Recorded data:
───

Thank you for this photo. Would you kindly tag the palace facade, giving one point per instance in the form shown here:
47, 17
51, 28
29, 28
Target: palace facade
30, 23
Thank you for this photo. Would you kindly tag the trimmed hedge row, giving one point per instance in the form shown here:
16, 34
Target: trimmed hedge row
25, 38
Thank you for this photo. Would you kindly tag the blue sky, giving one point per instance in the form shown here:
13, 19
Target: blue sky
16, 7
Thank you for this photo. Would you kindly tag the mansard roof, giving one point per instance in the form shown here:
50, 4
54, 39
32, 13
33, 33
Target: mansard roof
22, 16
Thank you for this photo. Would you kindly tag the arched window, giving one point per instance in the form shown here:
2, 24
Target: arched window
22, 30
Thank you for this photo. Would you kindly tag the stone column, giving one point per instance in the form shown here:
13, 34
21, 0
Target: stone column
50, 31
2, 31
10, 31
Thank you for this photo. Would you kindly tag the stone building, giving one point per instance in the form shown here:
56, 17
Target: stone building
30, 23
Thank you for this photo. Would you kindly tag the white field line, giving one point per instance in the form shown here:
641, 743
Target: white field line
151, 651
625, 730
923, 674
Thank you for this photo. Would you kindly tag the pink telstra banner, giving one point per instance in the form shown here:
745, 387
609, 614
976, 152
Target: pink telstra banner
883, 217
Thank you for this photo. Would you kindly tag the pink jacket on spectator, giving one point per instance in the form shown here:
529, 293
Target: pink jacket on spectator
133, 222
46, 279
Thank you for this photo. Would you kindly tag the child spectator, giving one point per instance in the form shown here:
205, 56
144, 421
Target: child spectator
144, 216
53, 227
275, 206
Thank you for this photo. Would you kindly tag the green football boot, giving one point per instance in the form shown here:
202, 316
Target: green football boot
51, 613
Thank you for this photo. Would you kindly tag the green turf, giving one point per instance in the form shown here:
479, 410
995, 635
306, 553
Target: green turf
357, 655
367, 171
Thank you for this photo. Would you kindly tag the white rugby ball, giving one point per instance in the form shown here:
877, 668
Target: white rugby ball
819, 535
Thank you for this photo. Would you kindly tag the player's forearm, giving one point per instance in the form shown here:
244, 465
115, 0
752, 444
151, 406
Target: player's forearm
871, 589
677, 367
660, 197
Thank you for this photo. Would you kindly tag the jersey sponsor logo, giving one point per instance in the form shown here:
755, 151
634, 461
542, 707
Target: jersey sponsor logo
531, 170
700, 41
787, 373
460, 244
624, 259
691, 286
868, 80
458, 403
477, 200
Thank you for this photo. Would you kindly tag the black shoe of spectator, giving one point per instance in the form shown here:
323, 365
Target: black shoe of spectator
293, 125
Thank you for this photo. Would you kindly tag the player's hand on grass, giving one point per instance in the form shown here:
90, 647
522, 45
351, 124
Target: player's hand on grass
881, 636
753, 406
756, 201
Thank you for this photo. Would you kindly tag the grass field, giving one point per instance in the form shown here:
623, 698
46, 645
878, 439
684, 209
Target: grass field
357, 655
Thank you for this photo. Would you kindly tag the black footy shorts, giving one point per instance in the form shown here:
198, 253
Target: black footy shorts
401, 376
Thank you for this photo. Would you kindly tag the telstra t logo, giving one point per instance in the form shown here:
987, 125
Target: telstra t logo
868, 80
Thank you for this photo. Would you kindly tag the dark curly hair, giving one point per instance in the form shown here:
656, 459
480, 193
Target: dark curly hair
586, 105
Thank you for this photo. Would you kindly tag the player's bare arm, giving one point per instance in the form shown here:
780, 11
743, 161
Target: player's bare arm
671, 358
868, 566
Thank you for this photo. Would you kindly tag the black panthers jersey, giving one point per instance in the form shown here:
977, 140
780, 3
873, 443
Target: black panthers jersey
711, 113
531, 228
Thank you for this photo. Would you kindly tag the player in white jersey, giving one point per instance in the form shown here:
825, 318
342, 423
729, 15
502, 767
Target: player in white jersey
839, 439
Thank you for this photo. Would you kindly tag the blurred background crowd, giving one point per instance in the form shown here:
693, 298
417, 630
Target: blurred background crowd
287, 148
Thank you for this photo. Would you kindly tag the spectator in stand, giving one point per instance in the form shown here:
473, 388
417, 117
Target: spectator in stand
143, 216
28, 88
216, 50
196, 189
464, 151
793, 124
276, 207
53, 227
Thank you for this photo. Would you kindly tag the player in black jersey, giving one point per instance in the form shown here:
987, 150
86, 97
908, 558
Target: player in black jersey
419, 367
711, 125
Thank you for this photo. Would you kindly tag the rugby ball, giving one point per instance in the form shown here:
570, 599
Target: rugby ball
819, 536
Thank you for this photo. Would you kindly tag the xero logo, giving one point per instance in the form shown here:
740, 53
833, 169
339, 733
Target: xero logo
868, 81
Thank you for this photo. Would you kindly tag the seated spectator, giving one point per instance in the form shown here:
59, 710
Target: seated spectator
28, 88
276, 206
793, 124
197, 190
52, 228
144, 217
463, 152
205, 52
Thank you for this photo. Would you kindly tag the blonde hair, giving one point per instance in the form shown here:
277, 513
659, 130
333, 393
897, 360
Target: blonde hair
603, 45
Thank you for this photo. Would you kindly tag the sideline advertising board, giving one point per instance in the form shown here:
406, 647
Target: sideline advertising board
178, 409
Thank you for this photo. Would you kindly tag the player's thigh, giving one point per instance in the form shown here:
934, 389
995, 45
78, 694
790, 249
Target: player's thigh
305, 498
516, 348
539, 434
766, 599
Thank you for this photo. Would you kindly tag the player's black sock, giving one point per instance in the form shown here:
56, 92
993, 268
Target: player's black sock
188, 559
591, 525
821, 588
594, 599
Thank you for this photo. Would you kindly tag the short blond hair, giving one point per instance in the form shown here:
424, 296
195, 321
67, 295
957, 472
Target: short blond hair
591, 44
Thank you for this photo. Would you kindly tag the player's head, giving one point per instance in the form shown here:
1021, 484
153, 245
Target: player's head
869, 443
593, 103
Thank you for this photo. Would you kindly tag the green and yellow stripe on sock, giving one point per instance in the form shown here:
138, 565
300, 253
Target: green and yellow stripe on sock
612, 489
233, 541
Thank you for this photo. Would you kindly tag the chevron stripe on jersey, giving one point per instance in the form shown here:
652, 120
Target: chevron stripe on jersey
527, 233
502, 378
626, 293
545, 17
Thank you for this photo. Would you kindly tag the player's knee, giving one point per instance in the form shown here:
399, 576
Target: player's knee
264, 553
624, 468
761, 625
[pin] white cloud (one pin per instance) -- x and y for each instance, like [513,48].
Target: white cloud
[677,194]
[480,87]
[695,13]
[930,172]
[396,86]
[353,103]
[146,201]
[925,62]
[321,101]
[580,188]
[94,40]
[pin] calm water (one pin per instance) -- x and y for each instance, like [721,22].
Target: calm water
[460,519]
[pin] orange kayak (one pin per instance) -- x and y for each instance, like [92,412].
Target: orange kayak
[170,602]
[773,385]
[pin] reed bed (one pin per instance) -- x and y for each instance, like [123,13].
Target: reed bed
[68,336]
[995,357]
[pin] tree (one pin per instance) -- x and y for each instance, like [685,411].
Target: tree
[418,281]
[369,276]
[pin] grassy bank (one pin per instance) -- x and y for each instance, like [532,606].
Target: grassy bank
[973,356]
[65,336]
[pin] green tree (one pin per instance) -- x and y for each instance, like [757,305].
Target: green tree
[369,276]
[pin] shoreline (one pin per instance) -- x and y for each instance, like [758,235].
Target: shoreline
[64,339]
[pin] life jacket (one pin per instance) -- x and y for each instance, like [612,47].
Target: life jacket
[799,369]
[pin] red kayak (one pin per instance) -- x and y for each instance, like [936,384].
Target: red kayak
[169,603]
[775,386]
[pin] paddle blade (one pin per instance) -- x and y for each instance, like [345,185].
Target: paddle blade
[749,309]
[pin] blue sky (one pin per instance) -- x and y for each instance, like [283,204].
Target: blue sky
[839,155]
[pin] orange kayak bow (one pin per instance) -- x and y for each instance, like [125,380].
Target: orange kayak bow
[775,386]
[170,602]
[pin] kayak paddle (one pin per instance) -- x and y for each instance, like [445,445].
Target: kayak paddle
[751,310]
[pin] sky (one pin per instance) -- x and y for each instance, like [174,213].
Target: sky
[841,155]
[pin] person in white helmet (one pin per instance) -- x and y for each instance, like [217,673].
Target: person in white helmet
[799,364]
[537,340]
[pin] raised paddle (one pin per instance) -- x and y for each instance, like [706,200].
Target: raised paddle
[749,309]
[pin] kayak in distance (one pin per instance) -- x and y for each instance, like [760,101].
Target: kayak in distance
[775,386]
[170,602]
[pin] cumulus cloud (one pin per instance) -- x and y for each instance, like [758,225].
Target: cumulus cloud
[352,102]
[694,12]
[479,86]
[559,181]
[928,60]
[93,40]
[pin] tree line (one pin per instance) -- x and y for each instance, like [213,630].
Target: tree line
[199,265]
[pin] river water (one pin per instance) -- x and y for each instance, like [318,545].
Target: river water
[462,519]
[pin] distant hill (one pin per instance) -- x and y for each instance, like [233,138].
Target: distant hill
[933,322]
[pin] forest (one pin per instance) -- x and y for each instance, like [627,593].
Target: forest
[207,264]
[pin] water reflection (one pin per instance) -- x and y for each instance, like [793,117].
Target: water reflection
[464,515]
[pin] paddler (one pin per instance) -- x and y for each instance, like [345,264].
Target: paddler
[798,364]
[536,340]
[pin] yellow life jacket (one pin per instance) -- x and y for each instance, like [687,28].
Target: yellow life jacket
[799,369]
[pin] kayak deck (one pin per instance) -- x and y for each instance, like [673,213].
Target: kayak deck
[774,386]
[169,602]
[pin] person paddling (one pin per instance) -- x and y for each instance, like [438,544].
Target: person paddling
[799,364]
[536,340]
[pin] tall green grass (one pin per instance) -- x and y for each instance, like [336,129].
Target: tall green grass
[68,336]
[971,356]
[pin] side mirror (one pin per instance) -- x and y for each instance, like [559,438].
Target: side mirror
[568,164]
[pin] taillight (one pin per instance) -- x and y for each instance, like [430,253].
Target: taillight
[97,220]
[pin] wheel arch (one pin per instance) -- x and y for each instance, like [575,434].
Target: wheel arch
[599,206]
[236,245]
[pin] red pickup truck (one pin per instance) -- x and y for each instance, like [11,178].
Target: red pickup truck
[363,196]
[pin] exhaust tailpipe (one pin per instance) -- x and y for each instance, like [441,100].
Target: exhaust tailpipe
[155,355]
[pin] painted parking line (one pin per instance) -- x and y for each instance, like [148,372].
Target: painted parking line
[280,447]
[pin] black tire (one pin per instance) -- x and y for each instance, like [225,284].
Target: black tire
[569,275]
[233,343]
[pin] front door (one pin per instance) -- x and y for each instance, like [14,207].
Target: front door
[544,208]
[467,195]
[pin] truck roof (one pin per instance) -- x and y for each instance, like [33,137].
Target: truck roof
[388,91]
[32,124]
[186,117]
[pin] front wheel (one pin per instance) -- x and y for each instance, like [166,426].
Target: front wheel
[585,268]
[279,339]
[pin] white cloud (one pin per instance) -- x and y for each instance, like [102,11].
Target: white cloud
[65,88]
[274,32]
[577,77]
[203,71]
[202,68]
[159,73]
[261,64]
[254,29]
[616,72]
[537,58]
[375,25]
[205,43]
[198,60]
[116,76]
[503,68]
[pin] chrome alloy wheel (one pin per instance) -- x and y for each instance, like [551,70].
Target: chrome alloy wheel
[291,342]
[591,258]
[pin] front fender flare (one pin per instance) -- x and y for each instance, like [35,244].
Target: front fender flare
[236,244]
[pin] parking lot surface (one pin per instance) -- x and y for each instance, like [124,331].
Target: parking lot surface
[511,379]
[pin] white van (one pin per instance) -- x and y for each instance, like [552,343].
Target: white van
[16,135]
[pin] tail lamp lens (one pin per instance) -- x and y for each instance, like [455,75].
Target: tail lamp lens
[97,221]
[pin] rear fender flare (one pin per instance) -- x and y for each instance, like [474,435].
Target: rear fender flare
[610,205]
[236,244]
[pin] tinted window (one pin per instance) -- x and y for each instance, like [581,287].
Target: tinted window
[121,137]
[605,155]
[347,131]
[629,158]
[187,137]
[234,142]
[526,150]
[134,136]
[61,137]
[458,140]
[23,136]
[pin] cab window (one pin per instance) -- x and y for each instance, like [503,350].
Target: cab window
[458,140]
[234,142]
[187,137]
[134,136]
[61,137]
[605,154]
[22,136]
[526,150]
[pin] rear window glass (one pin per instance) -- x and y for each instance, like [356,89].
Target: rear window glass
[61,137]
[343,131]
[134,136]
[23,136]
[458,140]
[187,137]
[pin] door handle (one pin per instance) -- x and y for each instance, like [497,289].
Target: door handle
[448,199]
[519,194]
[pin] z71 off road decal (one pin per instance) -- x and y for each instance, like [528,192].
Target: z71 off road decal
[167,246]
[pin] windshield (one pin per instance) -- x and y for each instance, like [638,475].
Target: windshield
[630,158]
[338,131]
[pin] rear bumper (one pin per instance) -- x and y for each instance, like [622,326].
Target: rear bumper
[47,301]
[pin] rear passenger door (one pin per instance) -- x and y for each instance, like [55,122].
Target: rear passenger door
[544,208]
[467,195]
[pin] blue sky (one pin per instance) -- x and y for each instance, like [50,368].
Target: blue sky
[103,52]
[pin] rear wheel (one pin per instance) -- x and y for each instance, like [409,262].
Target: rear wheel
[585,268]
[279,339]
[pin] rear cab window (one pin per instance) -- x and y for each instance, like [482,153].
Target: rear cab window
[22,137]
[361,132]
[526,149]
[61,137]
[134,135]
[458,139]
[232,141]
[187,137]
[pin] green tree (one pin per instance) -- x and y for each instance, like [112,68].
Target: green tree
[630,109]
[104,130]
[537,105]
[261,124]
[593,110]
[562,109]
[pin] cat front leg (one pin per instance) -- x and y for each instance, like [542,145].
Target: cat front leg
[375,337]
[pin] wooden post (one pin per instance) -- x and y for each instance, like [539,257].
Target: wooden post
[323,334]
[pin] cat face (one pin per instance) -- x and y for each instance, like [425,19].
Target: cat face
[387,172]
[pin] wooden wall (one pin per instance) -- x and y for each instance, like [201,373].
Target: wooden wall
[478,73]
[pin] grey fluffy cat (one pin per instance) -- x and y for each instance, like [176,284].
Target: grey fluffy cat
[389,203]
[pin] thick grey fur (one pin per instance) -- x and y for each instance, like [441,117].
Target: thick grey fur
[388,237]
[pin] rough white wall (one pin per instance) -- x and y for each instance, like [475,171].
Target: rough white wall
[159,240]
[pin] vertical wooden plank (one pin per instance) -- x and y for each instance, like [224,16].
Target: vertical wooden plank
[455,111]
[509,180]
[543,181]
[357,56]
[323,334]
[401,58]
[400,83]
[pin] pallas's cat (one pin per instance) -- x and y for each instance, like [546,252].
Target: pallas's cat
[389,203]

───

Exercise goal:
Using the data above, extract exactly the lines from the one that holds "white jersey, giving" to the one that holds "Thank you for this photo. Would you kindly tag the rugby", both ends included, and no others.

Expected output:
Thank you for this photo. Would you kindly tag the player in white jersey, giving one point per instance in the form shown here:
825, 318
342, 423
729, 15
502, 767
Target: player in white jersey
839, 439
Thank you for this photo. Would you kindly tag the blurred background crowd, giving one point per instance in the form shown here:
693, 298
417, 630
Target: blurred background crowd
287, 148
Thank you for this photo. Would you kindly tag the spectator in stand, giving one point per instance in the form shown here:
473, 388
417, 117
Target: spectator in stand
143, 216
28, 88
216, 50
196, 189
464, 151
793, 124
276, 207
53, 227
Thank you for this photo. Would you kindly tag the player in black jersey, giving one point per instance in the form shown here:
987, 150
86, 97
908, 558
Target: player in black jersey
419, 367
711, 125
Thank you for this photo. Would you kindly tag the rugby ball, giving one point per instance in the form shown here:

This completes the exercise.